Do You Really Want A Sensitive Guy?

Real Men KnitWomen tell me they need a man to be emotionally sensitive, in touch with his feelings.

Two minutes later that same woman will tell me they want their man to stand up to them, to not let them always get their way. They want a strong, powerful man who is rugged and independent. They actually say that, “I don’t want to get my way.” (Am I to believe them?)

Well which is it?

I have written before of the influence of the myth of Prince Charming and the princess in popular culture. There is strong evidence to suggest that many women, for example, raised on Disney stories and fairy tales still yearn to be treated like a princess – adored, elevated, protected, honored by a strong and beautiful man. No where in Prince Charming’s resume does it require him to be emotionally available, or in touch with his feminine side.

There is a significant dichotomy at play in the dominant female heterosexual culture. Women confess all the time that they are looking for both traits in their man – strength and vulnerability. There is something attractive about a guy who strong and self-contained (if you don’t believe me wait until my upcoming article on How to Pick Up Vulnerable Twenty-somethings). A man who is powerful has long been an aphrodisiac. Most men of my generation were raised to emulate such guys – Eastwood, Arnold, Pitt, Stallone. Today many woman also are attracted to a man who can cry, is sensitive, and can even pretend to be a glittery vampire and lie beside you all night not asking for anything, only staring at you sleep. It is a tall order.

DATASET:
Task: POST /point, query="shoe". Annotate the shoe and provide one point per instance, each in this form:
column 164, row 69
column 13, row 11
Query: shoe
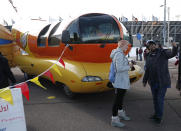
column 152, row 117
column 158, row 120
column 115, row 121
column 123, row 116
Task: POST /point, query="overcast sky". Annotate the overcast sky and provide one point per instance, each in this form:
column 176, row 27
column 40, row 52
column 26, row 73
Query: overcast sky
column 72, row 8
column 44, row 8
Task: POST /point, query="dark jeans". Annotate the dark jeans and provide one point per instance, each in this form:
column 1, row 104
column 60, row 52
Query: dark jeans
column 118, row 100
column 158, row 100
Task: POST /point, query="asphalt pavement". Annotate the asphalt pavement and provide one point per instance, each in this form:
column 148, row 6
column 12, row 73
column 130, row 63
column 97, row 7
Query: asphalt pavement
column 52, row 110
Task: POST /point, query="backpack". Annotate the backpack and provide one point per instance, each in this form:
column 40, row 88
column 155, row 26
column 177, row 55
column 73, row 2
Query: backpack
column 112, row 73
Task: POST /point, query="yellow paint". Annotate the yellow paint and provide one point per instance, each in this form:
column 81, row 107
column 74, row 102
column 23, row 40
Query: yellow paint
column 6, row 95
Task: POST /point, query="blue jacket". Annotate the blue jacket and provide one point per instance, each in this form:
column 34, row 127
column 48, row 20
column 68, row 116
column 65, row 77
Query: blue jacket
column 122, row 67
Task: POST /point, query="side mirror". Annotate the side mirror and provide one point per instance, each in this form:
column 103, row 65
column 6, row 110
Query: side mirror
column 66, row 37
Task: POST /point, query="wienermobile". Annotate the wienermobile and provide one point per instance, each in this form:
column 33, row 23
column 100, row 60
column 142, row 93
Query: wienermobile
column 91, row 38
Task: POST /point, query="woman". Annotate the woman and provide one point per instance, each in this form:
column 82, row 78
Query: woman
column 121, row 83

PROBLEM DETAILS:
Can you reproduce, word for word, everything from "Do You Really" down to "to believe them?)" in the essay on sensitive guys above?

THE COMPLETED TASK:
Do You Really Want A Sensitive Guy?

Real Men KnitWomen tell me they need a man to be emotionally sensitive, in touch with his feelings.

Two minutes later that same woman will tell me they want their man to stand up to them, to not let them always get their way. They want a strong, powerful man who is rugged and independent. They actually say that, “I don’t want to get my way.” (Am I to believe them?)